━━━ MATERIAL SUPPLIED ━━━

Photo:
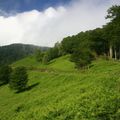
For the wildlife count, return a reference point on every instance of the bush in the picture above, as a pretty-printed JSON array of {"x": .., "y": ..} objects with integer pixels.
[
  {"x": 81, "y": 58},
  {"x": 39, "y": 55},
  {"x": 5, "y": 72},
  {"x": 19, "y": 79}
]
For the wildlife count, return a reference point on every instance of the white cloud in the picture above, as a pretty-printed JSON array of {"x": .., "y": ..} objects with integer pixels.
[{"x": 47, "y": 27}]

━━━

• [EXERCISE TASK] Rename "wildlife count" to "field survey" throughout the records above and reproduce them with nothing else changed. Omit the pictures from your answer.

• [FULL SOLUTION]
Photo:
For the field survey, return a reference point on every instance of the bush in the picture above, as a pretty-printed JSON array of {"x": .., "y": ..} objects with integer pixels.
[
  {"x": 81, "y": 58},
  {"x": 39, "y": 55},
  {"x": 5, "y": 72},
  {"x": 19, "y": 79}
]
For the field survey, return a reference point on every instance of the white cloud in the picture above, as a pretty-printed JSON array of {"x": .., "y": ..} objects with integer pixels.
[{"x": 47, "y": 27}]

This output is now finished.